- _TASK MATERIAL_:
-- start --

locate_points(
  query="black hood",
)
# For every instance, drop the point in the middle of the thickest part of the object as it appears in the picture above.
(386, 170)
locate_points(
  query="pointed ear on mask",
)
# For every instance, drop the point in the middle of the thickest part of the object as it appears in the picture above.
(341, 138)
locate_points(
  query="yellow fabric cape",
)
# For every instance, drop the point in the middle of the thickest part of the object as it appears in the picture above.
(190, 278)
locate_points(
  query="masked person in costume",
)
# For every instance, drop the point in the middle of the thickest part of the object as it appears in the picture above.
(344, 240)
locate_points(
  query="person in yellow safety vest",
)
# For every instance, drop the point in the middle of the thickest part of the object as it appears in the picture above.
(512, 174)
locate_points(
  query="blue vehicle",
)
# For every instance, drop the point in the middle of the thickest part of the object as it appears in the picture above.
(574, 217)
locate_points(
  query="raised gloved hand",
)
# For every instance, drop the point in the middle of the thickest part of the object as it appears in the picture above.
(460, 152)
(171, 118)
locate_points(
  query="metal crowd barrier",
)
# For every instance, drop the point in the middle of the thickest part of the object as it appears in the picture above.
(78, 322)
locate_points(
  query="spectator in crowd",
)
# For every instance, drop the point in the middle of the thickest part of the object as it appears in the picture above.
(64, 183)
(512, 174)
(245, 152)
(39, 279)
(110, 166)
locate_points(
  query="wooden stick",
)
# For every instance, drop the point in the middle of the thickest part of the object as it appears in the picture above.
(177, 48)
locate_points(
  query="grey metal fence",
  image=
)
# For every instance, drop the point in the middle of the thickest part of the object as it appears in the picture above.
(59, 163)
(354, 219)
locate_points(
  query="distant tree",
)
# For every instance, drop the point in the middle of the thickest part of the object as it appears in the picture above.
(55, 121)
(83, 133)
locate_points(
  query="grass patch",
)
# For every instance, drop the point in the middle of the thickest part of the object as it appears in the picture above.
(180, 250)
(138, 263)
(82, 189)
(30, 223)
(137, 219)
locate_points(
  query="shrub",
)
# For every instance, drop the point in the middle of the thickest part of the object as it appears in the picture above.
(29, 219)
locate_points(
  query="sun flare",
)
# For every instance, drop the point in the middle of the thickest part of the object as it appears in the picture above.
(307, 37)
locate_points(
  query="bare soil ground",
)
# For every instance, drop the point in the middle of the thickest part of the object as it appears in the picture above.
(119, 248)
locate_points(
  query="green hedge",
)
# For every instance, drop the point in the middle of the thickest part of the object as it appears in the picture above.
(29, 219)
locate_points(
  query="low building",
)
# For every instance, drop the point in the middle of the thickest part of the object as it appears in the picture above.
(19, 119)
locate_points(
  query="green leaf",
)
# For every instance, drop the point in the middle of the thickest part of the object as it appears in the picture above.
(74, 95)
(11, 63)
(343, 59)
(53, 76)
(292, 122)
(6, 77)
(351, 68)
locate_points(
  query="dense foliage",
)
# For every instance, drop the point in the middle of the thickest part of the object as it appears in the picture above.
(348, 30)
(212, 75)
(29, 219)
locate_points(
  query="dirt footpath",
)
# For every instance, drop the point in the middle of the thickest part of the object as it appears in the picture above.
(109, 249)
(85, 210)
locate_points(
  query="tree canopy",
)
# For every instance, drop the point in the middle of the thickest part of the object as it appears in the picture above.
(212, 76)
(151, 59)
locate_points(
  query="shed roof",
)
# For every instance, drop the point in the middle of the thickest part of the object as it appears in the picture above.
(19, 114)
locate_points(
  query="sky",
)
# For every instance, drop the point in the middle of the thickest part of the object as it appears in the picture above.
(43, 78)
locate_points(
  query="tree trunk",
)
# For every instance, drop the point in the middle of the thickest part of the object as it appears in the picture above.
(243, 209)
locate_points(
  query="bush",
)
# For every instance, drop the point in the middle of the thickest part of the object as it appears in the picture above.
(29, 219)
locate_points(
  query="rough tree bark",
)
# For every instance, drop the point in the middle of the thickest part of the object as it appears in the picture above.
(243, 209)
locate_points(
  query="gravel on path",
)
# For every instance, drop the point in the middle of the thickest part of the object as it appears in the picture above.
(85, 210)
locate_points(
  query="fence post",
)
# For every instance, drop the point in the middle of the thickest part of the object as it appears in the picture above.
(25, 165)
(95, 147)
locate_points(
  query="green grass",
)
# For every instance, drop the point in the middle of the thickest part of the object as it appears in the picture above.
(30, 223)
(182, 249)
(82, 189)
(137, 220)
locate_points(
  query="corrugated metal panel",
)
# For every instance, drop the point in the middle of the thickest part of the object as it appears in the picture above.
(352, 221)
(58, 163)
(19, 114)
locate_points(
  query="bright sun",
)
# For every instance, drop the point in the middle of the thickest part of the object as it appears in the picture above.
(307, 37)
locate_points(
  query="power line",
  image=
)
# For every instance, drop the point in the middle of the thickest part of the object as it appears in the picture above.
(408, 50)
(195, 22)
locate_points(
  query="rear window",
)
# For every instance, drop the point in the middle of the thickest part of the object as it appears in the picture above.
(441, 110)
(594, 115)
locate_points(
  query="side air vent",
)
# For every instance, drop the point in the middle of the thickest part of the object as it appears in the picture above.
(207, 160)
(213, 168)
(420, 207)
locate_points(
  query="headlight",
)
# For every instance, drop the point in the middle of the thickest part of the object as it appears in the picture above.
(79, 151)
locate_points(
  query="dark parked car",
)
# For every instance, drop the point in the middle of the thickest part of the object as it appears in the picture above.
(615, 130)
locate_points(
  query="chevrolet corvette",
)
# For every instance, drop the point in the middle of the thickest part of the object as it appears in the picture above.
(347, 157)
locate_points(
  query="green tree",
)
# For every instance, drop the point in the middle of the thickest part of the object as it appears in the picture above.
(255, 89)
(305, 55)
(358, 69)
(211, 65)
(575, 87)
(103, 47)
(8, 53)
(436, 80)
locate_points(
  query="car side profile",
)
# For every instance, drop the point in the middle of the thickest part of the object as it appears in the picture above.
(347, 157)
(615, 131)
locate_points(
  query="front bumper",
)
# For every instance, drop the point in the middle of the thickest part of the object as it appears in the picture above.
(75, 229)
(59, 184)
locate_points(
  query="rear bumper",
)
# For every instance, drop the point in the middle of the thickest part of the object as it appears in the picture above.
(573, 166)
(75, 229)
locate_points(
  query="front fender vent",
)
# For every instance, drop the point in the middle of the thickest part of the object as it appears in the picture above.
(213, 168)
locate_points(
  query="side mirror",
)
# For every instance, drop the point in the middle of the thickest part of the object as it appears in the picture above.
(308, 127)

-- end --

- _AIM_: Your task is to print all of the records exactly.

- _ANSWER_:
locate_points(
  query="black hood",
)
# For every instance, drop the point in the middle of the thickest part of the object as it appears in the picture above.
(386, 170)
locate_points(
  query="pointed ear on mask",
)
# For every instance, drop the point in the middle of the thickest part of the object as it appears in the picture above.
(341, 138)
locate_points(
  query="yellow fabric cape",
)
# For every instance, drop the point in the middle of the thickest part of the object as it appears in the picture above.
(190, 278)
locate_points(
  query="masked person in costume",
)
# For every instance, drop the point in the middle of the thickest part of the object as it appears in the picture above.
(344, 240)
locate_points(
  query="person in yellow safety vest",
)
# For every instance, drop the point in the middle of the thickest part of the object as it appears in the picture above.
(512, 174)
locate_points(
  query="blue vehicle",
)
# For every instance, drop the point in the middle of the thickest part of the object as it appears in the picture above.
(574, 217)
locate_points(
  query="raised gloved hand",
)
# For every instance, drop the point in the middle of the thickest part of the object as it appears in the picture above.
(460, 152)
(171, 118)
locate_points(
  query="metal crowd barrier",
)
# For every instance, drop the point in the middle of the thickest part of the object as it appears in the picture above.
(78, 322)
locate_points(
  query="spectator in crowd",
)
# For every instance, drop the point in the middle of the thickest part of the object as it appears in the picture above.
(64, 183)
(512, 174)
(245, 152)
(39, 279)
(110, 166)
locate_points(
  query="wooden stick",
)
# For every instance, drop the point in the middle of the thickest part of the object as it appears in the picture above.
(177, 48)
locate_points(
  query="grey metal fence",
  image=
)
# For every instance, drop the point in the middle of the thickest part of the object as it appears in the picture above.
(59, 163)
(354, 219)
locate_points(
  query="distant tree",
)
# For every instance, drop the point in the middle of the thickest part of the object as it appears in the picture above.
(55, 121)
(83, 133)
locate_points(
  query="grass patch",
)
# For every instance, drop the point in the middle of the thickest part of the object as it appears in the picture above.
(180, 250)
(138, 263)
(82, 189)
(30, 223)
(137, 219)
locate_points(
  query="shrub",
)
# For every instance, drop the point in the middle of the thickest part of the object as it appears in the picture above.
(29, 219)
locate_points(
  query="sun flare",
)
# For every instance, drop the point in the middle of the thickest part of the object as it appears in the picture above.
(307, 37)
locate_points(
  query="bare soil ground",
)
# For every instance, drop the point in the middle of the thickest part of the object as it appears in the picture above.
(119, 248)
locate_points(
  query="green hedge",
)
# For every instance, drop the point in the middle of the thickest part of the object as it appears in the picture above.
(29, 219)
locate_points(
  query="low building",
)
# For every instance, drop the point in the middle of the thickest part of the object as it appears in the picture above.
(19, 119)
locate_points(
  query="green leaf",
)
# For every instance, drop the point in the middle of the thickest part of the object as it appears in the picture above.
(74, 95)
(11, 63)
(343, 59)
(53, 76)
(292, 122)
(6, 77)
(351, 68)
locate_points(
  query="dense foliage",
)
# For every instance, drop the point in the middle of the thickest part of the object as it appears in the picture above.
(348, 30)
(212, 75)
(29, 219)
locate_points(
  query="dirt footpath",
)
# For every instance, drop the point in the middle of the thickest part of the object as it appears in the picture above.
(109, 249)
(85, 210)
locate_points(
  query="tree canopy",
)
# For every instance, drop the point in the middle of the thickest part of the object as it appears in the picture above.
(212, 76)
(151, 59)
locate_points(
  query="shed roof",
)
# For every instance, drop the point in the middle of the thickest part of the object as it appears in the picture above.
(19, 114)
locate_points(
  query="sky",
)
# For every instance, drop the point in the middle of the thickest part of the object as it appears in the picture above.
(43, 78)
locate_points(
  query="tree trunk",
)
# For every instance, drop the point in the middle of the thickest part of the object as it appears in the picture above.
(243, 209)
locate_points(
  query="bush",
)
# For every instance, drop the point in the middle of the thickest part of the object as it appears in the picture above.
(29, 219)
locate_points(
  query="rough tree bark",
)
# For every instance, drop the point in the middle of the thickest part of the object as it appears in the picture above.
(243, 209)
locate_points(
  query="gravel on path",
)
# For every instance, drop the point in the middle of the thickest part of the object as it appears in the picture above.
(85, 210)
locate_points(
  query="fence post",
)
# For every instance, drop the point in the middle of the thickest part of the object as it appears in the picture above.
(25, 165)
(95, 147)
locate_points(
  query="green grass",
)
# For every instance, drop the point in the middle of the thickest part of the object as it appears in the picture above.
(30, 223)
(182, 249)
(82, 189)
(137, 220)
locate_points(
  query="corrugated metal panel",
)
# For every instance, drop the point in the middle of the thickest part of the object as it appears in the picture above.
(352, 221)
(58, 163)
(19, 114)
locate_points(
  query="bright sun",
)
# For every instance, drop the point in the middle of the thickest part of the object as it appears in the picture above.
(307, 37)
locate_points(
  query="power line",
  image=
)
# For every instance, drop the point in the middle of the thickest part of the object as it appears in the picture above.
(408, 50)
(195, 22)
locate_points(
  query="rear window",
)
# For every instance, drop the point in the middle of the thickest part of the object as it appears in the picture above.
(441, 110)
(594, 115)
locate_points(
  query="side air vent",
)
# For every instance, drop the point in the middle of the thickest part of the object as it appears in the picture above.
(207, 160)
(213, 168)
(420, 207)
locate_points(
  query="headlight",
)
# For every instance, drop the point in the middle of the thickest part of the object as it appears in the picture above.
(79, 151)
locate_points(
  query="dark parked car",
)
# For every instance, drop the point in the middle of the thickest part of the object as it appears in the picture above.
(615, 130)
locate_points(
  query="chevrolet corvette",
)
# For every instance, drop the point in the middle of the thickest part of the object as it appears in the picture above.
(347, 157)
locate_points(
  query="green tree",
)
# For every instance, drop the point in the middle of the thickest part of the object as it appears in the picture above.
(255, 89)
(305, 55)
(358, 69)
(211, 65)
(575, 87)
(103, 47)
(8, 53)
(436, 80)
locate_points(
  query="car side profile",
)
# For every instance, drop the point in the middle of the thickest part of the object as it appears in the picture above.
(347, 157)
(615, 131)
locate_points(
  query="front bumper",
)
# For every instance, drop the point in the middle of the thickest part of the object as it appears in the picture above.
(75, 229)
(59, 184)
locate_points(
  query="rear bumper",
)
# For every instance, drop the point in the middle of the thickest part of the object as it appears in the picture above.
(573, 166)
(75, 229)
locate_points(
  query="front fender vent",
)
# For every instance, drop the point in the middle of the thickest part of the object as it appears in the picture above.
(213, 168)
locate_points(
  query="side mirror",
)
# For every instance, drop the point in the middle of the thickest part of the object as it appears in the picture above.
(308, 127)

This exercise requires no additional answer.